**Uit te voeren opdrachten**.
a - Waarom verwacht Glijnis volgens de leestekst veel succes voor De Tribune? Geef zijn reden in één tot drie zinnen.
b - Aan welke straat en op welk huisnummer woonde Teunis Glijnis volgens de leestekst?

**Leestekst**.
☆ ☆ ☆
Dit is een oude revisie van het document!
Glijnis, Teunis
Krommenie 16 juni 1902 - Neuengamme/Lübeckerbocht 3 mei 1945
Losarbeider, gehuwd met A.C. Brasser en vader van Jan Glijnis (1938), woonachtig aan de Militaireweg 138, lid van de Internationale Roode Hulp Afdeling Krommenie (IRH). Teunis verdwijnt in 1934 drie maanden achter de tralies wegens opruiing, is pleitbezorger voor een Sovjet-Holand en in 1935 kandidaat gemeenteraadsverkiezingen voor Krommenie.
,,Je slaat achterover van het succes'' aldus Tribune-agent Krommenie, T. Glijnis in 1932 ,,dat je zult hebben, want de meeste arbeiders, die De Courant of Het Volk lezen, blijken De Tribune graag te willen hebben. Wij moeten hen allen overtuigen, dat ze tot de daad moeten overgaan, namelijk De Courant of Het Volk ook werkelijk de deur uitgooien! Daar moet kameraadschappelijk over gesproken worden, want De Tribune willen ze hebben, dat weet ik uit de ervaringen, die ik elke dag weer mee maak. Vóór alles is hierbij nodig kameraadschappelijk optreden en volhouden. Elke dag, als je De Tribune gelezen hebt, deze weggeven aan je buurman of mede-arbeider of de werkloze kameraad, als hij maar niet in de hanger blijft liggen. Als we dat verstaan, dan zal de leuze niet alleen in Krommenie, maar ook in Wormerveer en de andere plaatsen werkelijkheid zijn: „De Tribune massa-orgaan!“ T. Glijnis, Tribune-agent Krommenie.
Teunis Glijnis waarschuwt in 1935 voor de 'rooftocht van Mussolini' als gemeenteraadslid CPN voor Krommenie, in 1939 wordt hij wederom gekozen. Teunis komt voor op de uit 1939 daterende lijst links-extremistische personen.
☆ ☆ ☆
Items uit een aanwijsdataset:
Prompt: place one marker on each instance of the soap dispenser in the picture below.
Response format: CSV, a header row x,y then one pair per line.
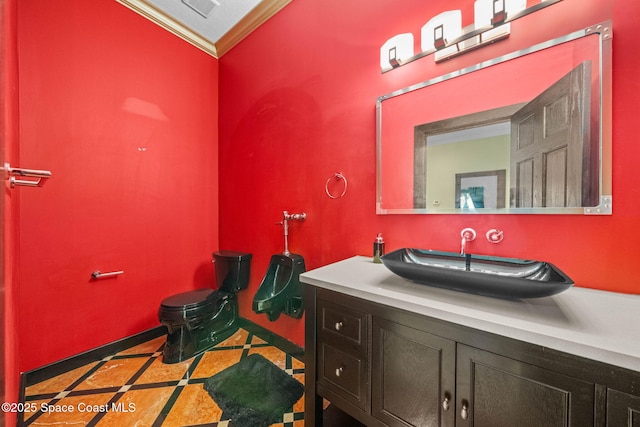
x,y
378,249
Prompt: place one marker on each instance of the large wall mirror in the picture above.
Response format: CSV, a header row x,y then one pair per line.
x,y
528,132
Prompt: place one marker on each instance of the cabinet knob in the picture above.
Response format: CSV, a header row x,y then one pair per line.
x,y
464,412
445,403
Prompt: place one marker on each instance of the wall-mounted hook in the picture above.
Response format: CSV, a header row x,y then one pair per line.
x,y
338,176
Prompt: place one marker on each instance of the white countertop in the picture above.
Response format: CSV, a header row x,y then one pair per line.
x,y
598,325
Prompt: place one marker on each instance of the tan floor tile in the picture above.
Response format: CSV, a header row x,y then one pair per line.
x,y
273,354
80,410
213,362
146,347
113,373
257,340
162,372
299,405
297,364
137,407
59,383
33,407
239,338
193,406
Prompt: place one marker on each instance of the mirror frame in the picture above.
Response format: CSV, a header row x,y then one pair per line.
x,y
604,31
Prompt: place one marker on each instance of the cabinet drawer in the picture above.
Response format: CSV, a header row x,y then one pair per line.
x,y
344,375
343,326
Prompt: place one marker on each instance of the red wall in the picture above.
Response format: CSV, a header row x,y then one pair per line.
x,y
299,105
124,114
8,206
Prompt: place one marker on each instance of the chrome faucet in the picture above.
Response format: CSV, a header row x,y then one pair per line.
x,y
468,235
286,217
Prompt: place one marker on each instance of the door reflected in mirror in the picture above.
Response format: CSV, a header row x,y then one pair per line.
x,y
528,139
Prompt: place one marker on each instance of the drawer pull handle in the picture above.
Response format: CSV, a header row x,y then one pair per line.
x,y
445,403
464,412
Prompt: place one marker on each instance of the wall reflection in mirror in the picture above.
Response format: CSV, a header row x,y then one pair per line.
x,y
528,132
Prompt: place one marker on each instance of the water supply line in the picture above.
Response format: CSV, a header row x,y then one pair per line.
x,y
285,225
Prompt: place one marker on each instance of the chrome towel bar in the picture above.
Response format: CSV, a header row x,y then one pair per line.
x,y
98,275
11,174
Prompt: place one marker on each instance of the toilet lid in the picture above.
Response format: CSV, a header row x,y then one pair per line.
x,y
189,299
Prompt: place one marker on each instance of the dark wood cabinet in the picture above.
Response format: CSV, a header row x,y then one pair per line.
x,y
496,391
387,367
623,410
413,376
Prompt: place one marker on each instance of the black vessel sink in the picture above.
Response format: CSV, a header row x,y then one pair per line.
x,y
508,278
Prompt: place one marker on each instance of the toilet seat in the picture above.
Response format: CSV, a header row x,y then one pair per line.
x,y
191,304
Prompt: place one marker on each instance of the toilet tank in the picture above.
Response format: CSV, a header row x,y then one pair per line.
x,y
232,270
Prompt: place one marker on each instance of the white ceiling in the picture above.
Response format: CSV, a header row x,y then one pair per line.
x,y
214,26
223,16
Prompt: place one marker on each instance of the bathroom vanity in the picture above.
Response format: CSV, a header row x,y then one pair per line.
x,y
391,352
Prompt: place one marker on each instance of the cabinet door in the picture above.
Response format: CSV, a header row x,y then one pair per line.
x,y
413,376
623,410
495,391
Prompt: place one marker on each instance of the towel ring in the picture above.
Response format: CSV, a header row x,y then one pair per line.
x,y
337,176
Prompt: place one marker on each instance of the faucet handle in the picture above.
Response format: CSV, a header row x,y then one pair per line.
x,y
468,234
495,235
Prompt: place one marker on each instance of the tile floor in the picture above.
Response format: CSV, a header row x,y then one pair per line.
x,y
140,390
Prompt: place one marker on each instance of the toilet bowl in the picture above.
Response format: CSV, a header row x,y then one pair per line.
x,y
198,320
281,290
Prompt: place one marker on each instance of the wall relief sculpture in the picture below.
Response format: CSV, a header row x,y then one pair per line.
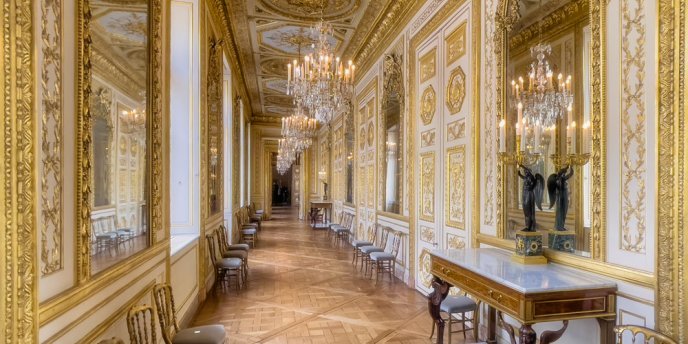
x,y
428,104
456,90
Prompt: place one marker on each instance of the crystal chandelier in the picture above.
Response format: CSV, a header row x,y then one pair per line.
x,y
542,102
321,82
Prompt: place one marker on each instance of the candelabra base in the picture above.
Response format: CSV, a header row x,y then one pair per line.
x,y
529,248
564,241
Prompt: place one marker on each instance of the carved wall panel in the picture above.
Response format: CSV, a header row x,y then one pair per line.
x,y
455,241
456,90
455,44
633,127
427,186
456,130
428,105
51,138
455,188
427,138
428,65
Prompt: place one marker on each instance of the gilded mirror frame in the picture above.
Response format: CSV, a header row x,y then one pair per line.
x,y
506,17
393,82
84,139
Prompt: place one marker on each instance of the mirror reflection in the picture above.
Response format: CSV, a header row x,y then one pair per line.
x,y
119,79
392,109
349,135
547,118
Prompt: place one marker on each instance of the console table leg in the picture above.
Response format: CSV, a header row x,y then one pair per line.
x,y
491,325
439,293
527,335
607,330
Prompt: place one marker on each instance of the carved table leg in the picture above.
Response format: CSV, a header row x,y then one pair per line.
x,y
607,330
439,293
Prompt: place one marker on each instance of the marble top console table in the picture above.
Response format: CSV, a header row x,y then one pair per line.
x,y
528,293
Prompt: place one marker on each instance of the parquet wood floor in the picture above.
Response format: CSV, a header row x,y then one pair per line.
x,y
303,290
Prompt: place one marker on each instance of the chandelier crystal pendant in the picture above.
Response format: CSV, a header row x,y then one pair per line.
x,y
321,82
542,101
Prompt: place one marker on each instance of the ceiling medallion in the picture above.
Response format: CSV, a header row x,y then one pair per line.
x,y
307,9
456,90
428,103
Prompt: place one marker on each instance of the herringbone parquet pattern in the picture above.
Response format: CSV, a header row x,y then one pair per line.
x,y
302,290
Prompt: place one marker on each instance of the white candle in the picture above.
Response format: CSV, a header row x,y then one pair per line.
x,y
587,141
524,133
502,136
573,137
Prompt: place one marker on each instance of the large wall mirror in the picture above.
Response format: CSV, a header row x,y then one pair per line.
x,y
391,119
547,118
349,138
117,87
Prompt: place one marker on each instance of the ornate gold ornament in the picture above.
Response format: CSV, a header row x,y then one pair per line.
x,y
428,105
456,130
427,234
425,267
51,138
427,138
428,65
456,90
455,242
427,186
633,116
455,188
455,44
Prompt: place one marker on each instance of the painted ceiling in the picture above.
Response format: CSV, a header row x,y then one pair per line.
x,y
271,33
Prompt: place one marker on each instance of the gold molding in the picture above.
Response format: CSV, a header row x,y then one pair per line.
x,y
598,10
58,305
670,290
456,90
455,44
420,36
428,65
455,189
427,186
84,127
19,252
52,215
428,105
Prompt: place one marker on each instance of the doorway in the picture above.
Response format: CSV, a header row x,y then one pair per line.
x,y
282,185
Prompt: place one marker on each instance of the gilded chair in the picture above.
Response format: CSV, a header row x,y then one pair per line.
x,y
226,251
378,246
171,334
141,325
341,232
225,268
459,305
368,241
386,261
249,218
647,335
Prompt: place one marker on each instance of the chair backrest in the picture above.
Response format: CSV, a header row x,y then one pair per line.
x,y
167,317
223,235
141,325
383,238
647,334
211,247
396,243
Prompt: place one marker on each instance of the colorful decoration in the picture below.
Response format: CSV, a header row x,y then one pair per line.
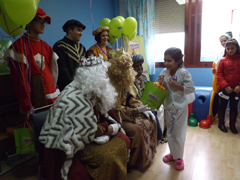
x,y
104,22
120,27
20,11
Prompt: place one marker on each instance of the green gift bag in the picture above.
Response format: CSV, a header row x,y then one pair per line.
x,y
23,141
153,96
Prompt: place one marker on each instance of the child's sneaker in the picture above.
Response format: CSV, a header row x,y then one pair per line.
x,y
179,164
168,158
223,95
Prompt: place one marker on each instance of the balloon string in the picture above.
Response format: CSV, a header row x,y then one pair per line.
x,y
91,15
4,36
5,22
16,29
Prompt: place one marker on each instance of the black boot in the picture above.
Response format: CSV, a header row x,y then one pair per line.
x,y
233,119
221,124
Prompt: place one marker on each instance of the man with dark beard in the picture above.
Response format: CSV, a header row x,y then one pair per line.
x,y
138,121
80,125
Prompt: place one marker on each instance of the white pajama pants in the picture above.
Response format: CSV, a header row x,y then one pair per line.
x,y
176,120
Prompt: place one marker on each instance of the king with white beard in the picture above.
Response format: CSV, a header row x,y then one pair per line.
x,y
72,123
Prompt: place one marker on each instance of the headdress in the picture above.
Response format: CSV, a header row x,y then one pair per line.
☆ ☆ ☆
**Antwoorden per opdracht**.
a - Glijnis verwacht veel succes omdat de meeste arbeiders die De Courant of Het Volk lezen, De Tribune graag willen hebben. Dat weet hij uit de ervaringen die hij elke dag opdoet.

b - Militaireweg 138.